* [EXERCISE DETAILS]:
Convert all of the material below into a Markdown table with the columns n and Line, giving each line its own numbered row and skipping blank lines. Leave the pictures out of your answer.

* [EXERCISE DATA]:
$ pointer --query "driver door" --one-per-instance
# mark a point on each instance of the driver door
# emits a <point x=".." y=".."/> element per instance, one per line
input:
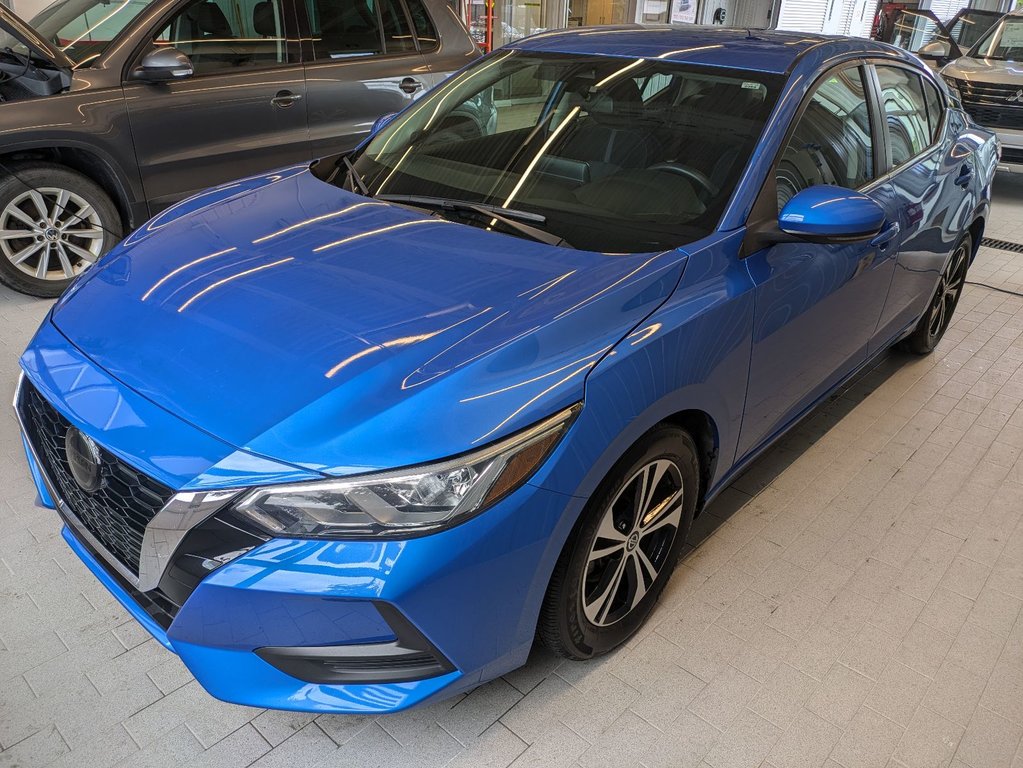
<point x="816" y="306"/>
<point x="242" y="110"/>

* [WRITTEN RESPONSE]:
| n | Line |
|---|---|
| 1 | $ pointer --query "driver door" --one-per-instance |
| 2 | # mark a point on each instance of the driver door |
| 3 | # emits a <point x=".." y=".."/> element per instance, one per line |
| 4 | input: |
| 5 | <point x="816" y="306"/> |
| 6 | <point x="242" y="110"/> |